> Set problem:
Which lines in the entries below contain the word "window"? Extract each of them.

> Data supplied:
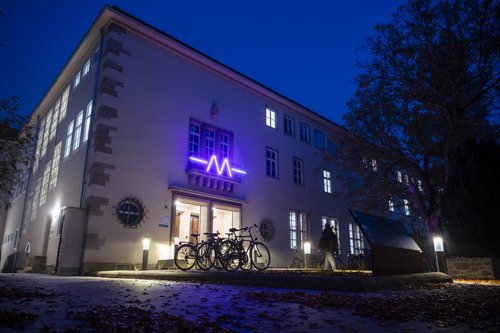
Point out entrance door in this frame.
[189,215,200,243]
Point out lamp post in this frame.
[433,236,446,272]
[304,241,311,268]
[142,237,151,271]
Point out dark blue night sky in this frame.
[0,0,403,123]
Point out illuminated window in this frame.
[266,148,278,178]
[205,128,215,158]
[73,110,83,151]
[289,210,311,250]
[314,130,325,150]
[59,86,69,122]
[389,199,395,212]
[40,112,52,157]
[49,98,61,140]
[299,123,311,143]
[403,199,410,216]
[83,101,92,142]
[50,142,62,190]
[83,59,90,76]
[73,71,82,88]
[38,162,50,206]
[188,123,200,156]
[220,133,229,159]
[31,179,42,220]
[349,222,364,255]
[293,158,304,185]
[323,170,332,193]
[283,116,295,136]
[64,120,75,158]
[266,108,276,128]
[321,216,340,249]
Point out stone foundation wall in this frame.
[446,258,500,279]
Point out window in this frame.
[49,97,61,140]
[188,123,200,156]
[289,210,311,250]
[38,162,50,206]
[321,216,340,249]
[31,179,42,220]
[40,112,52,157]
[83,101,92,142]
[349,222,364,255]
[220,133,229,159]
[73,71,82,88]
[314,130,325,150]
[323,170,332,193]
[64,120,75,158]
[50,142,62,190]
[293,157,304,185]
[389,199,395,212]
[83,59,90,76]
[266,148,278,178]
[266,108,276,128]
[327,139,337,155]
[59,86,69,122]
[299,123,311,143]
[403,199,410,216]
[73,110,83,151]
[283,116,295,136]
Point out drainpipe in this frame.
[12,116,40,273]
[76,28,104,275]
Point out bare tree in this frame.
[329,0,500,232]
[0,96,33,207]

> Reply to the task:
Point out illuminated window in this frame.
Point out window in this frame.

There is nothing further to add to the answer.